WHAT IS ASKED:
List each line of the listing below that contains the word "photo", copying every such line in full.

— begin RECORDS TO PROCESS —

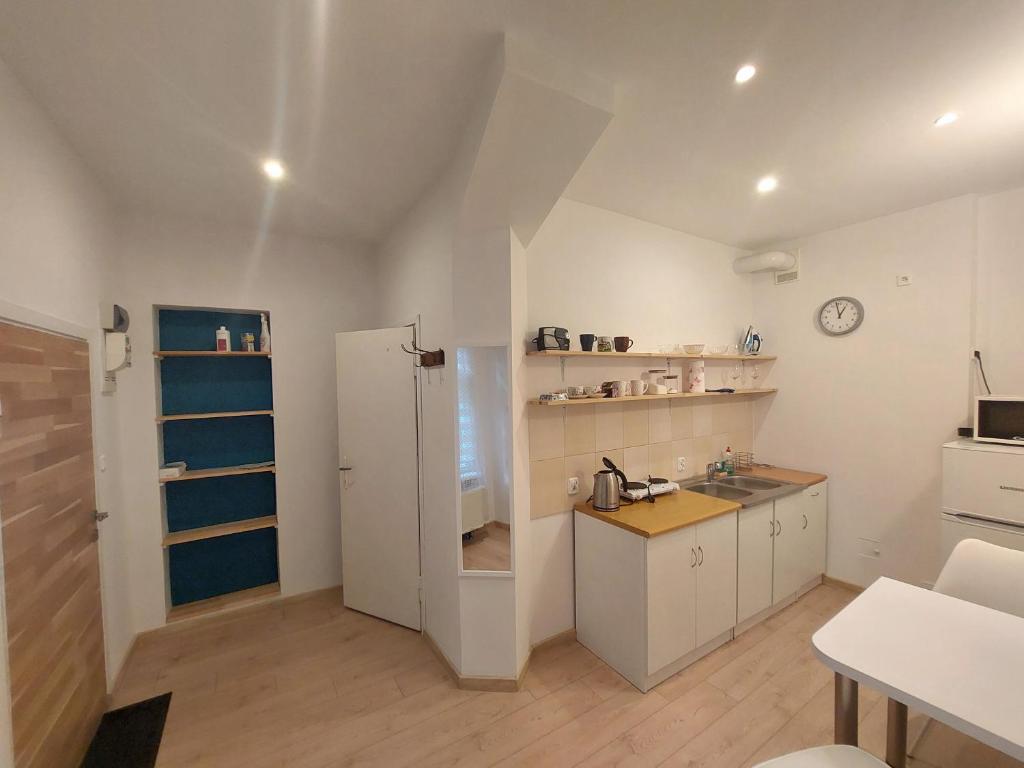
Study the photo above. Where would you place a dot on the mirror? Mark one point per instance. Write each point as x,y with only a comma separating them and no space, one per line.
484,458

— end RECORDS TO PROCESS —
— begin RECORDS TO PROCESS —

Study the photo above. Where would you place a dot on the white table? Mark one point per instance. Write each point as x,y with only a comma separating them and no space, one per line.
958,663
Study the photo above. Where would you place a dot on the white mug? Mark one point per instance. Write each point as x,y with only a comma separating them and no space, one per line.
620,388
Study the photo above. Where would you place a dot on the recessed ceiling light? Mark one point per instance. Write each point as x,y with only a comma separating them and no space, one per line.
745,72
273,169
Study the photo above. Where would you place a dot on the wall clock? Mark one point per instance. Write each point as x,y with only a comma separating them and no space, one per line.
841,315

— end RECORDS TO PROCESS —

SOLUTION TO THIS PROBLEM:
Study the photo above. Where would you place a dot on the mirror? Mark one point per instance. Write each point as x,y with only a comma separating them and no space, one per line.
Study the photo above. Where would you place a dot on the white table? Mark one point per instance. Write each point as x,y with only a comma separating them and no space, one per line.
Study the photo above. Where would you place a dot on the white mug? Mark one point per instance. Write each point as x,y with only a comma separating them and no space, one per line.
Study the photo above. Where would you place a dot on the recessed ceiling light? Mark one point per instance. Write each point as x,y with only a comma separating them and no space, one per line.
Study the photo above. Where would you place a dot on the wall clock? Mark one point per instance. Write each point as x,y with only a comma separating them and no space, one per line.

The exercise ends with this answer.